** Start of Dataset extract **
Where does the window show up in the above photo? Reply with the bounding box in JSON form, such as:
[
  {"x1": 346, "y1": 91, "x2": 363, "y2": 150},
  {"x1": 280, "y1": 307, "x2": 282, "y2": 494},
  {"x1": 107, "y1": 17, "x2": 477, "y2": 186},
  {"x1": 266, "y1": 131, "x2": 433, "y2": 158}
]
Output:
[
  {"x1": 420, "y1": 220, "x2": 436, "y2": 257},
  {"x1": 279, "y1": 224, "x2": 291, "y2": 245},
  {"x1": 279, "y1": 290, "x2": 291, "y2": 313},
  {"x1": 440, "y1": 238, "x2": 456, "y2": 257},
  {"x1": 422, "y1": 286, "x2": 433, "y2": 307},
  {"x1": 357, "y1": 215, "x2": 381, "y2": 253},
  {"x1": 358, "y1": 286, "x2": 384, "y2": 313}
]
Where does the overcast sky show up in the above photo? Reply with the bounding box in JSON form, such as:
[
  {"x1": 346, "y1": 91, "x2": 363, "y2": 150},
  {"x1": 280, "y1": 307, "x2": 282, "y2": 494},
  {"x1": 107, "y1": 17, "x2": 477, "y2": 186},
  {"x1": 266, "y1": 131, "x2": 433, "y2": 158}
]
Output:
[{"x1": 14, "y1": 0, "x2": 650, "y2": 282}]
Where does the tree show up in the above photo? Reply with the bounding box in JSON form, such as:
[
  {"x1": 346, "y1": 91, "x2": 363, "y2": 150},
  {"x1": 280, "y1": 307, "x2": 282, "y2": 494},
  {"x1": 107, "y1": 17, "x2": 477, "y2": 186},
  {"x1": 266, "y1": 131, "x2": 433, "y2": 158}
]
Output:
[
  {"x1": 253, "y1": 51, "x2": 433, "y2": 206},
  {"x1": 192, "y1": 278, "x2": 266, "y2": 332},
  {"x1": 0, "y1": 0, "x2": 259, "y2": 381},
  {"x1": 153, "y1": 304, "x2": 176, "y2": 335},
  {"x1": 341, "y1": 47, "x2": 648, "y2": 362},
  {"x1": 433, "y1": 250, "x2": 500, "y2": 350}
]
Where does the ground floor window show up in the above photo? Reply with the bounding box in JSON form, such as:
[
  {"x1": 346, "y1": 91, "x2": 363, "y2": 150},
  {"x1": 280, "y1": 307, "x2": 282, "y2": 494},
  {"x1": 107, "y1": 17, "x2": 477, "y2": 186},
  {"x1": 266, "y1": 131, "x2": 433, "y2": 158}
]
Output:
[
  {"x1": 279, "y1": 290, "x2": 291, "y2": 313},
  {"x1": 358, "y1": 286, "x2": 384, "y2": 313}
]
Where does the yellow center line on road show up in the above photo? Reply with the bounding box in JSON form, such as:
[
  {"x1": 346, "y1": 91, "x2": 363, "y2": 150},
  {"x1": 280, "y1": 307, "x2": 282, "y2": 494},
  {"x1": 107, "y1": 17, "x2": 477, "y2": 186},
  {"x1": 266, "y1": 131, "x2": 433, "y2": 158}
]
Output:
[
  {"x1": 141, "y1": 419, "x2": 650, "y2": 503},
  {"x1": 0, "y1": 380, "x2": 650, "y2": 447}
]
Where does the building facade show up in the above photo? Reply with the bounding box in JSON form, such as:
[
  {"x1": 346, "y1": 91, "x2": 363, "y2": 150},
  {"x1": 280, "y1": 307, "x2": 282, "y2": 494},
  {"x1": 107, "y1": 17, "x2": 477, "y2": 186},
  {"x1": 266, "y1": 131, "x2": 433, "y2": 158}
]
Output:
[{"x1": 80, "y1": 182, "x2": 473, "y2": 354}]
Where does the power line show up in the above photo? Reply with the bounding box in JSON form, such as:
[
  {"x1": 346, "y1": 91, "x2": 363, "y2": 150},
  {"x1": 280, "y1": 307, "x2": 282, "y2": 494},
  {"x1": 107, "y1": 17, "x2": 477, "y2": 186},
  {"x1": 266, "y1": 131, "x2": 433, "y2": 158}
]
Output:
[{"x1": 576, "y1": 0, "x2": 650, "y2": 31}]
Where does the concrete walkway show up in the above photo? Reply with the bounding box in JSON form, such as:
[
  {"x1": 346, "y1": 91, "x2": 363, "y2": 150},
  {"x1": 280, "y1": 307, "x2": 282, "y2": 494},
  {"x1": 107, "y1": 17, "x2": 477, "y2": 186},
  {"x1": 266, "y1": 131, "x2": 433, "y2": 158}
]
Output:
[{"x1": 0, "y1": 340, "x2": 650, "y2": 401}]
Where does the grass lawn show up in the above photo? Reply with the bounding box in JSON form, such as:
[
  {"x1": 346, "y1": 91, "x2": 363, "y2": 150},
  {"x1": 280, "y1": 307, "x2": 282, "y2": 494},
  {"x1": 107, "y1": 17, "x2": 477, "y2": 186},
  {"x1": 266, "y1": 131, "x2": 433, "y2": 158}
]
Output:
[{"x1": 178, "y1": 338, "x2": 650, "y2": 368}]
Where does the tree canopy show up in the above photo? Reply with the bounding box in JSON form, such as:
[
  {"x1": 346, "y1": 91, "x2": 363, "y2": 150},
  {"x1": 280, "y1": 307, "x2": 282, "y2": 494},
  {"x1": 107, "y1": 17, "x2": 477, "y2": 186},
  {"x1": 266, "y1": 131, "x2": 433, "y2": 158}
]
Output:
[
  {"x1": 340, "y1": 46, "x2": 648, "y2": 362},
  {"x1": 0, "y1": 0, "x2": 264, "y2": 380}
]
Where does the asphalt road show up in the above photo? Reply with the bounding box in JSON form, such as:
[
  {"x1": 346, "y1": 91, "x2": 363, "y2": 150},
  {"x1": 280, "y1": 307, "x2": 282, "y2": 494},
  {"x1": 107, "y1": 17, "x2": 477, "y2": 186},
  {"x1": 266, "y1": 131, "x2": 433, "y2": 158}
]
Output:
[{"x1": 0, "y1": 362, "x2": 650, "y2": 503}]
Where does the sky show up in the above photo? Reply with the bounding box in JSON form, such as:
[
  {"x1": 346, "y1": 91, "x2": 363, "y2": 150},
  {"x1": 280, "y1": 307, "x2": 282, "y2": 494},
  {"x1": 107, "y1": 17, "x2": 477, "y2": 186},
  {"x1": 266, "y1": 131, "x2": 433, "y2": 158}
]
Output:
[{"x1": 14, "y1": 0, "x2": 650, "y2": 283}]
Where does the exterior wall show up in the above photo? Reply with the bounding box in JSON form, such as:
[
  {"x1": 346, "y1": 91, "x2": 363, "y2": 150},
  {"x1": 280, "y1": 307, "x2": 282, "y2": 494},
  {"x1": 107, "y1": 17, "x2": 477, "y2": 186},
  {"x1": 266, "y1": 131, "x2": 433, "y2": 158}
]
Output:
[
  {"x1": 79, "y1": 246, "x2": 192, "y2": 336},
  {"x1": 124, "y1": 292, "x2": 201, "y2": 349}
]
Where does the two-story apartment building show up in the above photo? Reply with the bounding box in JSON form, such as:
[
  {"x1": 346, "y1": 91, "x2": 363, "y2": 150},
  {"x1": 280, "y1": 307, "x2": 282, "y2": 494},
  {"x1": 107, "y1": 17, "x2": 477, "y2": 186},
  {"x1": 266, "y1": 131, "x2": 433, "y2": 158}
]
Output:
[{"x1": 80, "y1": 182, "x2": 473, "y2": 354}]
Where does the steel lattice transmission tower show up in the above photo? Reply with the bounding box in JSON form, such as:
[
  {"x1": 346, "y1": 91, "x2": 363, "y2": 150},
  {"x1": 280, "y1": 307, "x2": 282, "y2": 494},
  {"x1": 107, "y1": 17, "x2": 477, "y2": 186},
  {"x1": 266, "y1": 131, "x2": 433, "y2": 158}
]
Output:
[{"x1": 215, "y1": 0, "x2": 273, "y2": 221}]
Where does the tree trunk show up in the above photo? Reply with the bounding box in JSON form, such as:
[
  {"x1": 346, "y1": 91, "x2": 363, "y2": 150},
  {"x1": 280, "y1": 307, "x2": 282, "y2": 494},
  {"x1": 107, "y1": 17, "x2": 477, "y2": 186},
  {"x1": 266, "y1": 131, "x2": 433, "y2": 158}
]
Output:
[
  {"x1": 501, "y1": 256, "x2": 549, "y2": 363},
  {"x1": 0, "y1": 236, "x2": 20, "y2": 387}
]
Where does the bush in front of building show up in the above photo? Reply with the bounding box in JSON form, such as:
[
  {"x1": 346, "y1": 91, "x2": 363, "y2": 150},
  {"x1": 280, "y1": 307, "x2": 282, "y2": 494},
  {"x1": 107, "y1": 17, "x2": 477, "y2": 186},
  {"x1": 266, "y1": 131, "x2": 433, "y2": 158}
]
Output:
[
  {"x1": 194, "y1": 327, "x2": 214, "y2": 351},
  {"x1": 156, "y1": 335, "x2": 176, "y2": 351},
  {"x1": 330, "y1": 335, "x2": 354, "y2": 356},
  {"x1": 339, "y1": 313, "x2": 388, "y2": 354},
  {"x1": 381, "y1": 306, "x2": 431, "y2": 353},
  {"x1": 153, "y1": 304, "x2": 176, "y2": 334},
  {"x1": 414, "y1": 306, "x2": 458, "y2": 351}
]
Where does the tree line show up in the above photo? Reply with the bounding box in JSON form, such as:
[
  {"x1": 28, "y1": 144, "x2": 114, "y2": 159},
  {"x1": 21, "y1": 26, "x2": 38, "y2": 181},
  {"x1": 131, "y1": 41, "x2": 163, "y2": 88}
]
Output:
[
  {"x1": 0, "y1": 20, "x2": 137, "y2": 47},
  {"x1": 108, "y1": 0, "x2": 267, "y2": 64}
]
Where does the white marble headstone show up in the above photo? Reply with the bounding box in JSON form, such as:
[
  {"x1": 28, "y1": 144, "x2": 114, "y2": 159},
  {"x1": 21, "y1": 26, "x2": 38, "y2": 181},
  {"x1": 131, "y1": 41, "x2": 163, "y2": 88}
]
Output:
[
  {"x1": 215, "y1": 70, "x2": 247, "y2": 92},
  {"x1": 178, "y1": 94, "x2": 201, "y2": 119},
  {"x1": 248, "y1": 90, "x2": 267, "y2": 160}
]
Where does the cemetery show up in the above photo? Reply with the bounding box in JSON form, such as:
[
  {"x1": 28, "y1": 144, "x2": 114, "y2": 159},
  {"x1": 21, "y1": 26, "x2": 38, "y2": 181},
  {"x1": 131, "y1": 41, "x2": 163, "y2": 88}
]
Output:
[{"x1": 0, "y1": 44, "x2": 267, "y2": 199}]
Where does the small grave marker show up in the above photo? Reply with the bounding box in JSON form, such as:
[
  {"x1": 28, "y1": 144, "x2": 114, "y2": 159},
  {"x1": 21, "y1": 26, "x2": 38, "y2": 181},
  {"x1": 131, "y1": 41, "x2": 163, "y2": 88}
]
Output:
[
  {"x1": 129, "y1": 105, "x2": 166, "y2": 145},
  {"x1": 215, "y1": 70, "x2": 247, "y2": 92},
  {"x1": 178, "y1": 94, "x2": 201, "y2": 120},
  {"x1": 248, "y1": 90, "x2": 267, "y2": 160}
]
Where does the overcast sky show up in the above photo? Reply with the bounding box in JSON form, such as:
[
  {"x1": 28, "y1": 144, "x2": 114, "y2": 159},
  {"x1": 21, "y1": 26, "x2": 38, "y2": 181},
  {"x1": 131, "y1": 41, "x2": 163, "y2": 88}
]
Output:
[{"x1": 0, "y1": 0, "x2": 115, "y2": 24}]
** End of Dataset extract **
• _Exercise objective_
Report how many lines in the records above contain the string "building", treating uppercase and lowercase letters as different. Give only the number.

• _Complete answer_
3